Rows of box annotation data:
══════════

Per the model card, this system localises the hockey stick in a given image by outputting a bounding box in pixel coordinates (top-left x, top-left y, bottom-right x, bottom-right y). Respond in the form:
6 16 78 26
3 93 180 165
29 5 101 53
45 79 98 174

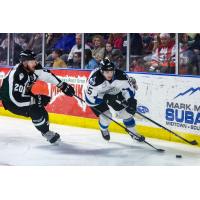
74 94 165 152
136 111 198 145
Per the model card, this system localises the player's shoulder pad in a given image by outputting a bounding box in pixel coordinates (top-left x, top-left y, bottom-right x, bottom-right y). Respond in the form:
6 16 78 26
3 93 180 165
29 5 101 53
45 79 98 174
89 69 105 86
115 69 128 80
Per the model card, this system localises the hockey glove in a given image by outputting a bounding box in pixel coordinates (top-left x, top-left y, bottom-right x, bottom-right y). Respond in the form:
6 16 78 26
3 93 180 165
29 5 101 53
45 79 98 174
57 82 75 97
34 95 51 107
126 98 137 115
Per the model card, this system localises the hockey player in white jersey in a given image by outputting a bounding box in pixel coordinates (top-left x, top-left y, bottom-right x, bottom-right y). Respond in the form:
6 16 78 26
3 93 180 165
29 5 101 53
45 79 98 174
0 50 75 143
84 59 145 142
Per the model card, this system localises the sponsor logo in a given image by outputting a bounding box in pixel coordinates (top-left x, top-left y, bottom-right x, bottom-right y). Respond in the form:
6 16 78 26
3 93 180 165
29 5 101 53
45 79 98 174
137 106 149 114
165 87 200 130
174 87 200 99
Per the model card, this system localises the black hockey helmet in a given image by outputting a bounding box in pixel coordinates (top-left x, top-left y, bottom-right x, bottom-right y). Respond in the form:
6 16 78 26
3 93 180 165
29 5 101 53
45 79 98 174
99 58 115 71
19 50 36 62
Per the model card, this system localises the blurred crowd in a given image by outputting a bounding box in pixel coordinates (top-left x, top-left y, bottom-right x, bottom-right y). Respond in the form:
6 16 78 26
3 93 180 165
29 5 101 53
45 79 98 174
0 33 200 75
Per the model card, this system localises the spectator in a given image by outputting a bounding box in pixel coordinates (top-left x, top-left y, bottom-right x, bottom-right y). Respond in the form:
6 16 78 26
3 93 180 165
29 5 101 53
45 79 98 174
0 47 7 65
130 56 145 72
15 33 30 50
112 49 126 71
1 35 23 65
28 33 42 54
131 33 143 56
149 33 176 74
104 42 113 60
92 35 105 63
70 52 81 69
108 33 124 51
45 33 62 55
53 33 75 53
52 49 67 68
68 33 90 62
85 49 98 69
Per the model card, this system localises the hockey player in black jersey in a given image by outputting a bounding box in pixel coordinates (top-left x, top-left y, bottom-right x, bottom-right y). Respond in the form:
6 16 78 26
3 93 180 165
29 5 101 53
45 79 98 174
0 50 75 143
85 59 145 142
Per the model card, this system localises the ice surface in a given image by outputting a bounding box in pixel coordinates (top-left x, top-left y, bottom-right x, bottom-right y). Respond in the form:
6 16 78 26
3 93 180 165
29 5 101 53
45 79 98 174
0 116 200 166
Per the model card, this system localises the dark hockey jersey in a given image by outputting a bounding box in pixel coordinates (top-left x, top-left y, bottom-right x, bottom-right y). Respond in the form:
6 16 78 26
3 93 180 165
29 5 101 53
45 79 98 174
0 64 61 107
84 68 135 106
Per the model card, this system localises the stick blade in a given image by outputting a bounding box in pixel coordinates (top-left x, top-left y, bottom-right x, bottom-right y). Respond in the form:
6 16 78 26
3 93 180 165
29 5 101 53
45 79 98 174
190 140 198 145
157 149 165 152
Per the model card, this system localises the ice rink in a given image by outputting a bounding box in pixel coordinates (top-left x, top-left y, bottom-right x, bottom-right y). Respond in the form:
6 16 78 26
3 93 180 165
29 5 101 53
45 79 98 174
0 117 200 166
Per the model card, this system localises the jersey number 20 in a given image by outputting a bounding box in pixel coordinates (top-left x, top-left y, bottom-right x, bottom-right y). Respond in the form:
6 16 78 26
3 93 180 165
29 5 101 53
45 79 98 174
14 83 24 93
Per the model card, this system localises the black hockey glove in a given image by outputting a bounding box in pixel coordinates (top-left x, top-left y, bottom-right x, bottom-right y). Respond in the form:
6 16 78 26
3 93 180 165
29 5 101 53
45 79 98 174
57 82 75 97
34 95 51 107
125 98 137 115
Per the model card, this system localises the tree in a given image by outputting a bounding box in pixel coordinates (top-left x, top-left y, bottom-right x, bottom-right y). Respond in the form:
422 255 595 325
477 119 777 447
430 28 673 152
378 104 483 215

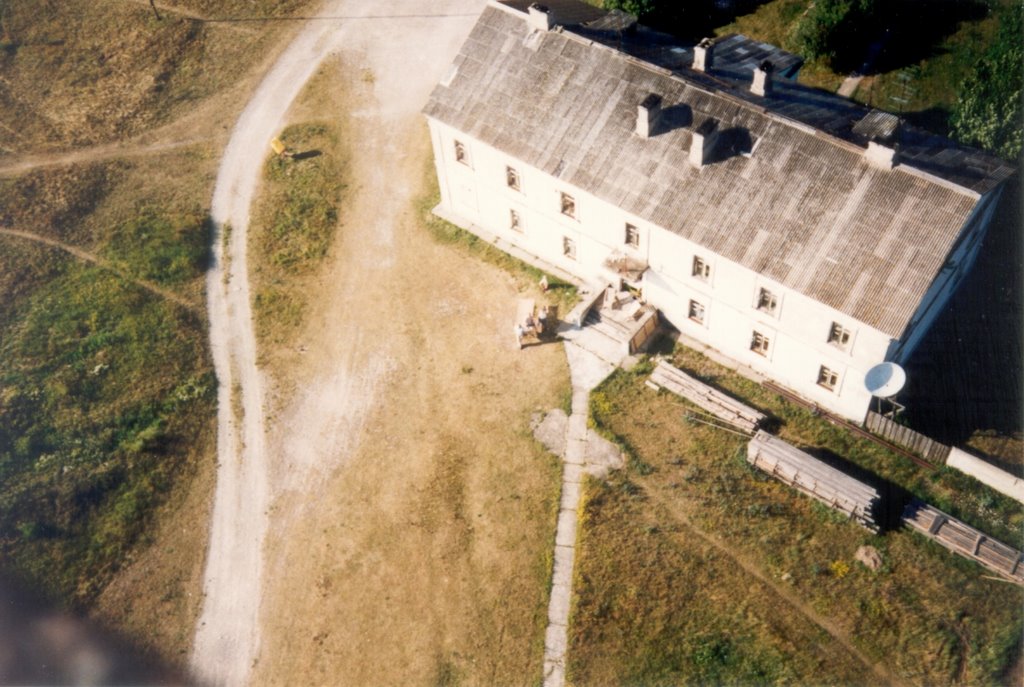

══════════

*TASK OBJECTIVE*
Reproduce every entry with each instance of "model card" changed to "technical documentation" and everything else unchanged. Omit the pictures from the output.

*RESULT OF THIS EXERCISE*
Per the technical documentation, this system localises the hockey stick in a given image by outputting a bounding box in pixel coordinates (top-left x, top-left y, bottom-right x, bottom-right y). Respond in the form:
6 16 78 26
3 93 180 165
29 5 101 53
45 79 98 174

74 94 165 152
136 111 198 145
Per the technical documentation, this system localises the player's shoulder pad in a given image by outputting a bounding box in pixel coordinates (top-left x, top-left y, bottom-right x, bottom-right y). Respond in the form:
6 16 78 26
3 93 180 165
29 5 101 53
45 79 98 174
89 69 105 86
115 69 128 80
Per the technical documentation, this system localises the hockey glove in a given image by outputting a bounding box in pixel coordinates (top-left x, top-left y, bottom-right x, bottom-right y). Respond in the form:
6 16 78 26
3 93 180 165
29 5 101 53
45 79 98 174
57 82 75 97
34 95 51 107
126 98 137 115
Per the technical documentation, this system localises the hockey player in white jersey in a given image by outputting a bounding box in pixel coordinates (top-left x, top-left y, bottom-right x, bottom-right y). Respond in the form:
6 16 78 26
3 93 180 165
29 5 101 53
45 79 98 174
0 50 75 143
84 59 145 142
Per the technical documentation, this system localises the sponsor logo in a given image by outputting a bounding box in pixel coordinates (top-left x, top-left y, bottom-right x, bottom-right y). Respond in the form:
6 16 78 26
3 93 180 165
29 5 101 53
45 79 98 174
137 106 149 114
165 87 200 130
174 87 200 99
Per the technical documentation, this system localises the black hockey helmet in a given image by outputting a bounding box in pixel coordinates (top-left x, top-left y, bottom-right x, bottom-right y). Respond in the form:
6 16 78 26
3 93 180 165
29 5 101 53
45 79 98 174
99 58 115 71
19 50 36 62
Per the technical documentation, this system localises the blurred crowd in a given image by outputting a bounding box in pixel coordinates (top-left x, top-left y, bottom-right x, bottom-right y). Respond in the form:
6 16 78 26
3 93 180 165
29 5 101 53
45 79 98 174
0 33 200 75
Per the technical documentation, this system localises the spectator in a given image by outputting a bounding box in pixel coordinates (top-left x, top-left y, bottom-right x, bottom-right y). Respond in the form:
6 16 78 26
3 93 180 165
29 5 101 53
45 79 98 174
0 47 7 65
130 56 145 72
15 33 30 50
112 49 126 71
1 35 23 65
28 33 42 54
131 33 143 56
149 33 176 74
104 42 113 60
92 35 105 63
70 52 81 69
108 33 124 51
45 33 62 55
53 33 75 53
52 49 67 68
68 33 90 62
85 49 98 69
Per the technical documentation, this system localises the hockey player in black jersey in a given image by outputting a bounding box in pixel coordinates (top-left x, top-left y, bottom-right x, bottom-right y). Respond in the form:
6 16 78 26
3 93 180 165
29 5 101 53
45 79 98 174
0 50 75 143
85 59 145 142
Per the technical documentation, this system localises the ice surface in a given image by outputting a bounding box in pixel coordinates (top-left x, top-left y, bottom-right x, bottom-right y). Respond in the form:
6 16 78 26
3 93 180 165
29 5 101 53
45 79 98 174
0 116 200 166
Per the technical documentation, this system localises the dark hockey jersey in a given image by outputting a bounding box in pixel coordinates (top-left x, top-left y, bottom-right x, bottom-right y). Respond in the form:
6 16 78 26
3 93 180 165
29 5 101 53
45 79 98 174
0 64 61 107
84 68 135 106
Per the technical documentation, this system localises the stick blade in a given image by outputting a bounding box in pixel coordinates (top-left x, top-left y, bottom-right x, bottom-right y). Respond in the form:
6 16 78 26
3 93 180 165
29 5 101 53
45 79 98 174
190 140 198 145
157 149 165 152
Per the technical documentation, this system localises the ice rink in a given image by outputting a bounding box in pixel coordinates (top-left x, top-left y, bottom-right x, bottom-right y). Respond in the form:
6 16 78 26
3 93 180 165
29 5 101 53
45 79 98 174
0 117 200 166
Per the technical documentation, this system localises the jersey number 20 in a given image by outputting a bounding box in pixel coordinates (top-left x, top-left y, bottom-right x, bottom-right y). Respond in the form:
6 16 78 26
3 93 180 165
29 5 101 53
45 79 98 174
14 83 24 93
Per the technical documentation, this system localises the black hockey glove in a given image by outputting a bounding box in pixel coordinates (top-left x, top-left y, bottom-right x, bottom-right y). Respond in the form:
6 16 78 26
3 93 180 165
29 5 101 53
45 79 98 174
57 82 75 97
34 95 51 107
125 98 137 115
Per the technical documentation, this system localises the tree in a given image by outputting a bounding box in pixel coordinates (top-left x, top-left y, bottom-right x, bottom-right y). Respond in the form:
422 255 595 325
477 119 777 447
430 28 673 152
378 104 483 215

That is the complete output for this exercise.